» **Extracted text**
************

Kerry:

View Original

Virginia’s Let-The-Good-Times-Roll Budget

We’re in a hell of a mess here in Virginia, folks.

Oh, other states are in trouble too. But how many of them saw their state legislatures go on a wild spending spree less than a month ago, even while the coronavirus was spreading across the globe? How many of them have governors who rashly extended economy-wrecking stay-at-home orders through June 10?

On March 12th Michael Bloomberg’s - oops, Virginia’s - General Assembly giddily approved a $135 billion two-year let-the-good-times-roll budget.

That plan included 16 different tax increases, including levies on cigarettes, hotels, gas and plastic bags. (Those taxes are expected to cost the average Virginian $500 a year. The feds are about to give everyone $1,200. Here in Virginia, a chunk of that will go in the form of tributes to the state. )

Lucky us.

In addition, state lawmakers voted to hike the minimum wage, give some state workers bonuses and all state workers raises. Government workers also got the right to collectively bargain so they could negotiate for even higher wages.

Then came the virus. And Gov. Ralph Northam’s extreme shutdowns.

************

» **Provided material**
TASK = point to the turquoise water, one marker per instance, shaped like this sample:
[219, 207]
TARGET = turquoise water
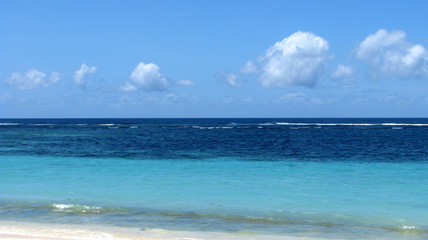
[224, 177]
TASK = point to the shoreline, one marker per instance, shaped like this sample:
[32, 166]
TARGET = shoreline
[10, 230]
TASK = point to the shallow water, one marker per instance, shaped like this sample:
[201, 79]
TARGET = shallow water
[350, 178]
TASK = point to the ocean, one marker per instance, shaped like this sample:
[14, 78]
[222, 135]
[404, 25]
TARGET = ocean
[317, 178]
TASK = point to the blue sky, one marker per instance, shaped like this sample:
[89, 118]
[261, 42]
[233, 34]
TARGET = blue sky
[213, 59]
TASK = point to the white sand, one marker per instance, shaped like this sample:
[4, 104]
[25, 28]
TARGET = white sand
[37, 231]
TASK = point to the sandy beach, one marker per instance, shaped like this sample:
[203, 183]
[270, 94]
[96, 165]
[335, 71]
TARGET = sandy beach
[33, 231]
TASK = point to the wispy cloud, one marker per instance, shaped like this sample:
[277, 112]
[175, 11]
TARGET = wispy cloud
[390, 55]
[185, 82]
[79, 75]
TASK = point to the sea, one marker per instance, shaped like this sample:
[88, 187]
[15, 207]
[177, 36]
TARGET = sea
[332, 178]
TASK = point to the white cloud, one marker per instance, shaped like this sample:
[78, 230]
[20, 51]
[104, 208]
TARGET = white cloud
[296, 60]
[32, 79]
[249, 68]
[128, 87]
[229, 78]
[79, 75]
[148, 77]
[389, 54]
[185, 83]
[292, 97]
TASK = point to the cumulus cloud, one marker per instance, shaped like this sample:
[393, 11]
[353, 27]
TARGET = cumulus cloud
[79, 75]
[32, 79]
[296, 60]
[148, 77]
[229, 78]
[185, 83]
[389, 54]
[128, 87]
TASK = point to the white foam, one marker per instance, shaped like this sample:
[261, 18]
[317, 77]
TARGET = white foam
[352, 124]
[62, 206]
[10, 124]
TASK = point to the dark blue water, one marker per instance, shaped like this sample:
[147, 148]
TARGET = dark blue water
[335, 178]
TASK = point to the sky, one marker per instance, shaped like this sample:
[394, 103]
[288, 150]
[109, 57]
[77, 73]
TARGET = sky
[155, 59]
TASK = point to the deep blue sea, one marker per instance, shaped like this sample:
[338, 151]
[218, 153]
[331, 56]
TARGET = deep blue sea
[327, 178]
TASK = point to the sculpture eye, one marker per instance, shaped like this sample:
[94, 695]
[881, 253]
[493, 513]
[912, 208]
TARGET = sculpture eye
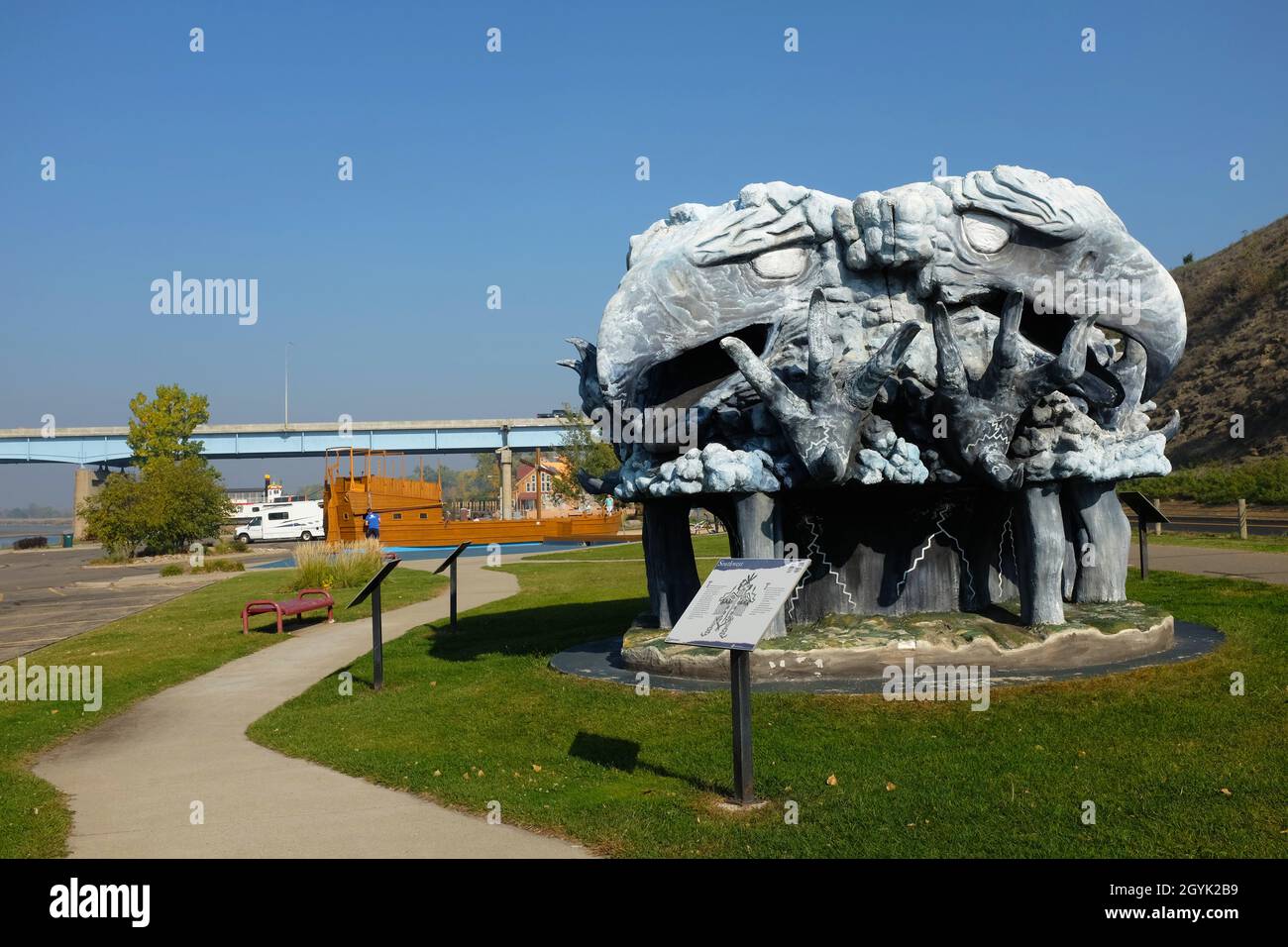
[781, 264]
[984, 232]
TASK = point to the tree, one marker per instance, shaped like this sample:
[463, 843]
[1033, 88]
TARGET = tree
[176, 496]
[162, 427]
[584, 451]
[185, 502]
[116, 515]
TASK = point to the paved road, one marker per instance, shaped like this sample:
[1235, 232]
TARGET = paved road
[132, 781]
[54, 594]
[1233, 564]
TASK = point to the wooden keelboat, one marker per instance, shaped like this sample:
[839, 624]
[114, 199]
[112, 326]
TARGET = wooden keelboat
[411, 508]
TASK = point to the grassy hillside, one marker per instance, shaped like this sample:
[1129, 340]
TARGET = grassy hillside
[1236, 356]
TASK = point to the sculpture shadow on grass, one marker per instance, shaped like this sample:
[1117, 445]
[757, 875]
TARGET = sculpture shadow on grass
[536, 631]
[622, 755]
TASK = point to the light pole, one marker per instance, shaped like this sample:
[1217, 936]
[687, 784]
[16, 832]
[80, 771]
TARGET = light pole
[286, 386]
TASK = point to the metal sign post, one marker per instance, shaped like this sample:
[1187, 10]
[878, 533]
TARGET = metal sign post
[450, 562]
[373, 589]
[733, 609]
[1146, 513]
[739, 693]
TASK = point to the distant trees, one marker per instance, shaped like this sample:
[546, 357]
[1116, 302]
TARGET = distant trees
[584, 451]
[176, 497]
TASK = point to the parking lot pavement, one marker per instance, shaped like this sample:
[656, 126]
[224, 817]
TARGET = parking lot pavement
[54, 594]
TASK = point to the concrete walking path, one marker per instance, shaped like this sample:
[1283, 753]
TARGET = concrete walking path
[133, 780]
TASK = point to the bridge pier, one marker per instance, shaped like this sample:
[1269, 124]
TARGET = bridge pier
[506, 457]
[88, 482]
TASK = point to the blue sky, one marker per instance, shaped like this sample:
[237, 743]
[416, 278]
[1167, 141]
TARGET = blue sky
[518, 169]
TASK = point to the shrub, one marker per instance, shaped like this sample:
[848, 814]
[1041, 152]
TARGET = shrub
[336, 565]
[220, 566]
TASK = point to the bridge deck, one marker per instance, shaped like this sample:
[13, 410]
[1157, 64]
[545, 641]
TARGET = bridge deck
[91, 446]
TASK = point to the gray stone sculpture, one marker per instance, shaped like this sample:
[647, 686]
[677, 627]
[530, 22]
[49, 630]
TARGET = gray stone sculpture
[919, 471]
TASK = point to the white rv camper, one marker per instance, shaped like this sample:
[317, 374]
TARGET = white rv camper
[299, 521]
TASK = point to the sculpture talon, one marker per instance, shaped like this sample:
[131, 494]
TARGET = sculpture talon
[824, 429]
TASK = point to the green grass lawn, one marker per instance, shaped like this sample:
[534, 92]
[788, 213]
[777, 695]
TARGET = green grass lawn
[1214, 540]
[142, 655]
[1175, 764]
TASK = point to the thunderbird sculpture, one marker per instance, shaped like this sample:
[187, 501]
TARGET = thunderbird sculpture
[928, 390]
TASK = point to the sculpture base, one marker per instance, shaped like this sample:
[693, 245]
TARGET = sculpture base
[863, 646]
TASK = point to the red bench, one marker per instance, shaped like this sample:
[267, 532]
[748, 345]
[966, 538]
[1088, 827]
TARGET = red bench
[295, 605]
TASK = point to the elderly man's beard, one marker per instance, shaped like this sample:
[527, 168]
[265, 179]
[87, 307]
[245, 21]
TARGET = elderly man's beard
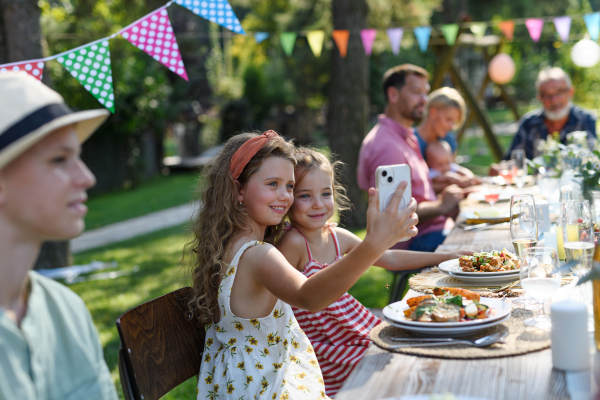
[560, 114]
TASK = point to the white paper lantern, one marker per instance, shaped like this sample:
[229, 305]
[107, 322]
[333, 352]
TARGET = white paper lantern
[502, 69]
[585, 53]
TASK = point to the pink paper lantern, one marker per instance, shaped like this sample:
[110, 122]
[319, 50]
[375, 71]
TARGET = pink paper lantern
[502, 69]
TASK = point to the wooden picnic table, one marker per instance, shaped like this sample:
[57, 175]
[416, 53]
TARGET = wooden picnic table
[382, 374]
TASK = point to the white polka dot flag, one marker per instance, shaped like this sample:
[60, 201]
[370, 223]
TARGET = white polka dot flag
[154, 35]
[34, 68]
[217, 11]
[90, 65]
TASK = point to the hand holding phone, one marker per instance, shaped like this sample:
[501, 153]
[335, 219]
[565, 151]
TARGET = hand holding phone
[388, 178]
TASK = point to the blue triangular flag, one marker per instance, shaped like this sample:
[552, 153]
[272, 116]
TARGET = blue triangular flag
[260, 36]
[423, 33]
[592, 22]
[217, 11]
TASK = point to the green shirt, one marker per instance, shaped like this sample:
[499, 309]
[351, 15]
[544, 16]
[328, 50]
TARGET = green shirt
[56, 355]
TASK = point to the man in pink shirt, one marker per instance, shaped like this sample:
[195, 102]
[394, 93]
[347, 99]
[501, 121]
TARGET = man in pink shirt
[393, 141]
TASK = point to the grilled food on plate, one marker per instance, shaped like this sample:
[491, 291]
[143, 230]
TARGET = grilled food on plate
[447, 305]
[493, 261]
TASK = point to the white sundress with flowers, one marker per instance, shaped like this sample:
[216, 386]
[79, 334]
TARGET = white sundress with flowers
[260, 358]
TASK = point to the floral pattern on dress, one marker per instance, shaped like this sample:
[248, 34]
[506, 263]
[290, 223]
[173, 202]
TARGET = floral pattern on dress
[258, 358]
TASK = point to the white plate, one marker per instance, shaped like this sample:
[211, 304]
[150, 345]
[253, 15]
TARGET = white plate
[484, 279]
[450, 331]
[432, 397]
[504, 196]
[452, 267]
[395, 312]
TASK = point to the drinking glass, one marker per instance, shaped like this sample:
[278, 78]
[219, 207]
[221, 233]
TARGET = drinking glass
[578, 235]
[540, 279]
[519, 166]
[523, 222]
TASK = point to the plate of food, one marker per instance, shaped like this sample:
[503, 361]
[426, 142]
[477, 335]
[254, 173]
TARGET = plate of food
[493, 263]
[446, 308]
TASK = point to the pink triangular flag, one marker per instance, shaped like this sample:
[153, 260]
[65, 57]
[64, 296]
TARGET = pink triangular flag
[154, 34]
[368, 37]
[535, 26]
[395, 37]
[34, 68]
[563, 27]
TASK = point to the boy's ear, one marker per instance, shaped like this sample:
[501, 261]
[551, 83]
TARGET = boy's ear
[238, 187]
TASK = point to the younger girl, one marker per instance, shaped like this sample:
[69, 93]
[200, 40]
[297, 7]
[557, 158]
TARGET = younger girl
[339, 334]
[244, 287]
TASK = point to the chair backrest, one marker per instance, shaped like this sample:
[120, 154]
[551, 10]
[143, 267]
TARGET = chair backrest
[160, 346]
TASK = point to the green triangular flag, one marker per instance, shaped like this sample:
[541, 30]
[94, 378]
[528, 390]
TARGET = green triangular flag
[288, 40]
[450, 31]
[90, 65]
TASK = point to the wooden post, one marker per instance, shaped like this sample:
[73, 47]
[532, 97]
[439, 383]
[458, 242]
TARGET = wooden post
[477, 108]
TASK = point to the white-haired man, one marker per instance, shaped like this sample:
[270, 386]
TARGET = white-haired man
[558, 113]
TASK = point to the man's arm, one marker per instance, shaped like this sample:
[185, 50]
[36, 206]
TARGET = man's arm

************

» **Exercise 1**
Reproduce the part of the Virginia budget column starting with "Oh, other states" and going on through "billion two-year let-the-good-times-roll budget.".
» **Exercise 2**
Pick up the column on Virginia's budget after its final sentence and keep writing it.

» **Final answer 1**
Oh, other states are in trouble too. But how many of them saw their state legislatures go on a wild spending spree less than a month ago, even while the coronavirus was spreading across the globe? How many of them have governors who rashly extended economy-wrecking stay-at-home orders through June 10?

On March 12th Michael Bloomberg’s - oops, Virginia’s - General Assembly giddily approved a $135 billion two-year let-the-good-times-roll budget.

» **Final answer 2**
Unemployment, loss of revenues and an end of tourism quickly followed. The governor ordered the beaches closed, essentially telling Virginia Beach that Memorial Day was cancelled even though new models predict the virus peaking in Virginia on April 20, more than a month before one of the biggest holiday weekends of the year.

Hundreds of thousands of Virginians are jobless and the longer the shutdown goes on the more likely it becomes that they will remain unemployed when the state finally reopens.

Between March 14 and March 28, 160,000 Virginians applied for unemployment benefits. The most recent numbers are unavailable but promise to be even harder to stomach.

State officials are befuddled. And they ought to be. How can they plan for the commonwealth’s financial future with no handle on revenues?

On Monday Gov. Ralph Northam said he was putting a “timeout” on the budget.

Lawmakers will be back in Richmond for a “veto session” on April 22 and “…Northam will ask the reconvened assembly to allow use of the money that had been planned for reserve as cash for the state’s fundamental priorities,” reported The Richmond Times-Dispatch.

Northam will also propose amendments to restrict - but not eliminate - new spending proposed in the two-year budget according to the TD.

“Every item in new spending will have language attached to it that instructs state agencies they don’t have authority to spend it,” said the governor’s chief of staff Clark Mercer.

So the money - which may not exist - is allocated, but the agencies can’t spend it.

That’s an interesting sleight-of-hand.

One hopeful sign is that Virginia’s secretary of finance is Aubrey Layne, a smart, pragmatic politician from Virginia Beach. His skills will be tested in the weeks ahead.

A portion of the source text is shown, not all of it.